**Exercise task:** Put every line of the listing from the line containing "Traffic camera feed, intersection 14-B. Detect the white t-shirt" down to the line containing "[8,7,1018,671]", both ends included, into a JSON list of strings with one string per line and no blank lines.

**Source data:**
○ ○ ○ ○

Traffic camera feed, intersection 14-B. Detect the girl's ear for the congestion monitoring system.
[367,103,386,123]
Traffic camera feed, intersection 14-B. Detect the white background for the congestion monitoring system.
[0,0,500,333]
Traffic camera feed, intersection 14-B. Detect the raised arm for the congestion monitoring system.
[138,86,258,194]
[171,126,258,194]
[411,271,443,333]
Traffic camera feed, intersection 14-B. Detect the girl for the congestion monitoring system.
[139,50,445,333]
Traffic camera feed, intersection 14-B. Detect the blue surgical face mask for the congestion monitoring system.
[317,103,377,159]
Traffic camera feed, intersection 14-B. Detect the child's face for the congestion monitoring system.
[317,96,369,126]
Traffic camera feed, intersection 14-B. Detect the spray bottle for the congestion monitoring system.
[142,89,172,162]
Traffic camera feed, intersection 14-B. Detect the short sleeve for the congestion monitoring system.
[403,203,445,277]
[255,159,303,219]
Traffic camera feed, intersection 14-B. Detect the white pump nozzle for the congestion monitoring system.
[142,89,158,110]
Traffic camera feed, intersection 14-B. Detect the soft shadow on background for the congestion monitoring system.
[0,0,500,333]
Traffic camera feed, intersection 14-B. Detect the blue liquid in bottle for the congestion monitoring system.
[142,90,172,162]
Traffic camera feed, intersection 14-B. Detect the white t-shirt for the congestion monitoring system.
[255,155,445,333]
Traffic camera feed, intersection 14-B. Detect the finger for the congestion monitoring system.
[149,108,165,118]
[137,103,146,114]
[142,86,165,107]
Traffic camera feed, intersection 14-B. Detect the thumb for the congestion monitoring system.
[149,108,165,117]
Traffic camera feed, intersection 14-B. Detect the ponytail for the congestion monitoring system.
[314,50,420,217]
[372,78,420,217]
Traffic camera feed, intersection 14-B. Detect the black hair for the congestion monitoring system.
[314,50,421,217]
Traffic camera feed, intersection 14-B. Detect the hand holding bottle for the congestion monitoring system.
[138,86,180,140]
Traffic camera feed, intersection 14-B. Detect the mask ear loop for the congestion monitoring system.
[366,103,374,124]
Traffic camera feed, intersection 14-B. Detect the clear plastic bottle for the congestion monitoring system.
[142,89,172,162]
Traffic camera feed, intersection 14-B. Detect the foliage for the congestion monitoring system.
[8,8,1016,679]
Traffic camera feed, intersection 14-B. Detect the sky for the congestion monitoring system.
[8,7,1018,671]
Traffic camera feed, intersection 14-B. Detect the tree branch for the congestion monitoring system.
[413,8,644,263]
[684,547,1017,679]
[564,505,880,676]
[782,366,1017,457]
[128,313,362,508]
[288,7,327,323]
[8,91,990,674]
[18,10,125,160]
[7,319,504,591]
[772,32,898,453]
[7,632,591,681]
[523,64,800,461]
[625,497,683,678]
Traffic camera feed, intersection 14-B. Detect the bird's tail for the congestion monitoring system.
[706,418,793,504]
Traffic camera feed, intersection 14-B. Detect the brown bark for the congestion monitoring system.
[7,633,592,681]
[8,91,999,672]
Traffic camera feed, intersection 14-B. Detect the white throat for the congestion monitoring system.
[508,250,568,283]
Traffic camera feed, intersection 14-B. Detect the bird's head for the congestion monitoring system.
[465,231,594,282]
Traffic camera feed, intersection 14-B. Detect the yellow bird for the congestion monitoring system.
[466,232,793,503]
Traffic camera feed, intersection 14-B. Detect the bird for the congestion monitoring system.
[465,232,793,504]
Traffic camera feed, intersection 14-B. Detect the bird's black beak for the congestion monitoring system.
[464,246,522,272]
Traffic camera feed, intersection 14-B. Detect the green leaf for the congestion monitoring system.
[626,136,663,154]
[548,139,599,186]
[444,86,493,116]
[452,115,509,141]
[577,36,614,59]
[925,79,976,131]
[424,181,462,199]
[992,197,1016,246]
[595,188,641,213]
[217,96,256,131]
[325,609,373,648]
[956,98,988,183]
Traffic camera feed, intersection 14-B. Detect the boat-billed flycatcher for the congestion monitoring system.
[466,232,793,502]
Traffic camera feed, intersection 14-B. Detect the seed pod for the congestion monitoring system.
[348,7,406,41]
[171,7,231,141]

○ ○ ○ ○

**Right answer:**
[
  "Traffic camera feed, intersection 14-B. Detect the white t-shirt for the congestion monitoring system.",
  "[255,155,445,333]",
  "Traffic camera feed, intersection 14-B. Detect the finger for the congestion monitoring system.",
  "[149,108,165,118]",
  "[137,103,146,114]",
  "[142,86,165,107]",
  "Traffic camera feed, intersection 14-B. Detect the thumb for the congestion monitoring system.",
  "[149,108,165,117]",
  "Traffic camera feed, intersection 14-B. Detect the ponytail for the congestion monitoring system.",
  "[314,50,420,217]",
  "[372,78,420,217]",
  "Traffic camera feed, intersection 14-B. Detect the black hair for the congestion monitoring system.",
  "[314,50,421,217]",
  "Traffic camera feed, intersection 14-B. Detect the hand holding bottle for the congestion monitoring system.",
  "[138,86,180,140]",
  "Traffic camera feed, intersection 14-B. Detect the mask ear loop for the congestion monitoring system.",
  "[366,103,374,124]",
  "Traffic camera feed, intersection 14-B. Detect the clear plastic bottle for the congestion monitoring system.",
  "[142,89,172,162]",
  "Traffic camera feed, intersection 14-B. Detect the foliage for the congestion monitoring system.",
  "[8,8,1016,679]",
  "Traffic camera feed, intersection 14-B. Detect the sky for the congestion monitoring system.",
  "[8,7,1018,671]"
]